SUPPLIED PASSAGE:
==*==

With the transition of 1994, the new government committed itself to a fundamentally different way of governing. Gone were the days when government bureaucracies ruled supreme and local communities had no say in their affairs. By means of a variety of initiatives, the most well-known of which is the Reconstruction and Development Program (RDP), the government sought to allow for public participation in legislative and administrative procedures, primarily at the local level. Only due to this change, which was initiated from central government, was it possible for us to engage with local decision-making processes to affect outcomes and motivate other communities to do the same.

Within the context of our New South Africa, there is no place for a rabid insistence upon the preservation of green areas without taking careful cognisance of the real and overwhelming social challenges facing us all. Ironically, it would appear that those who are comfortably ensconced within the trappings and privileges of our consumer society might agree with these sentiments but find it difficult to cross the threshold into the real work of community building. We appeal to those who have benefited materially as the previously advantaged sector of the South African community not to be tempted to believe that we know best when it comes to our natural heritage. It is worth considering that the true cultural heritage and richness of our country lies hidden in that simple and profound word “Ubuntu”. What has warmed my heart many times during this challenging three year period has been the extraordinary wealth of goodwill and generosity of spirit that abides in our so called “other communities” despite their ongoing hardships. It is my personal belief that caring for the Earth begins with caring for our fellow human beings.

The Challenges facing the Garden Route

The “Garden Route” is the colloquial name given to a coastal region stretching about 150 to 200 km in the east of the Western Cape Province. It is an area of outstanding natural beauty and ecological diversity, which is known world wide as a popular tourist destination. Apart from its crystal clear sea and clean white beaches, it is blessed with two majestic mountain ranges, the Outeniqua and the Tsitsikamma, which provide a stunning backdrop to the rich variety of wild flower and indigenous forest vegetation from which the area derives its name. More than fifty years ago the first attempts were made to have the whole coastline declared a National Heritage Area worthy of rigorous protection. Since then, many organisations, most notably the South African National Parks under the then leadership of Dr. Robbie Robinson, have pursued this objective to little avail. There has been a gradual deterioration of the landscape over the years. Initially, the causes for this were the arbitrary building of holiday homes and the encroachment of commercial pine forestation and monoculture farming. More recently, much damage has been caused by a wave of speculative structural development in the form of cluster housing, hotels, casinos and golf courses. What has been lacking throughout has been an adequate land-use plan to ensure that minimal damage to the natural environment is caused.
Along the Garden Route there are a number of small coastal towns. The centres of these towns are comprised predominantly of affluent, white housing. Surrounding these centres are ever-expanding communities of previously and still disadvantaged people who live on the periphery of the local economic activity. Between these urban nodes are what may be described as agricultural or rural communities made up in a similar way between the rich and the poor. Until recently there has been little meaningful social or political interaction between these sectors, the disadvantaged people being simply employed by the more advantaged landowners.

==*==

RECORDS SUPPLIED:

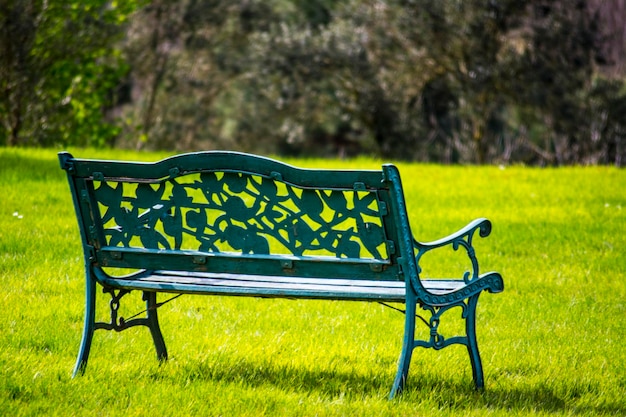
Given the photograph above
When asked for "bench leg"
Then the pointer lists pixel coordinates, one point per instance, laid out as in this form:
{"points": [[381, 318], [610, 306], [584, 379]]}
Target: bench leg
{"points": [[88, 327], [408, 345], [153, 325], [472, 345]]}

==*==

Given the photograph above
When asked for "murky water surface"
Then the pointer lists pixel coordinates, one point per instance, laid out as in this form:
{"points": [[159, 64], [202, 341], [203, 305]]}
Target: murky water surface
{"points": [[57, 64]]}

==*==

SET OF TASKS:
a - Which two mountain ranges does the Garden Route passage name as a backdrop to the area?
b - In the Garden Route passage, take the part that opens with the words containing "Along the Garden" and closes with "more advantaged landowners.", switch "periphery" to "edge", and write that part out again.
The material can be set aside.

RESPONSES FOR EACH TASK:
a - The Outeniqua and the Tsitsikamma.

b -
Along the Garden Route there are a number of small coastal towns. The centres of these towns are comprised predominantly of affluent, white housing. Surrounding these centres are ever-expanding communities of previously and still disadvantaged people who live on the edge of the local economic activity. Between these urban nodes are what may be described as agricultural or rural communities made up in a similar way between the rich and the poor. Until recently there has been little meaningful social or political interaction between these sectors, the disadvantaged people being simply employed by the more advantaged landowners.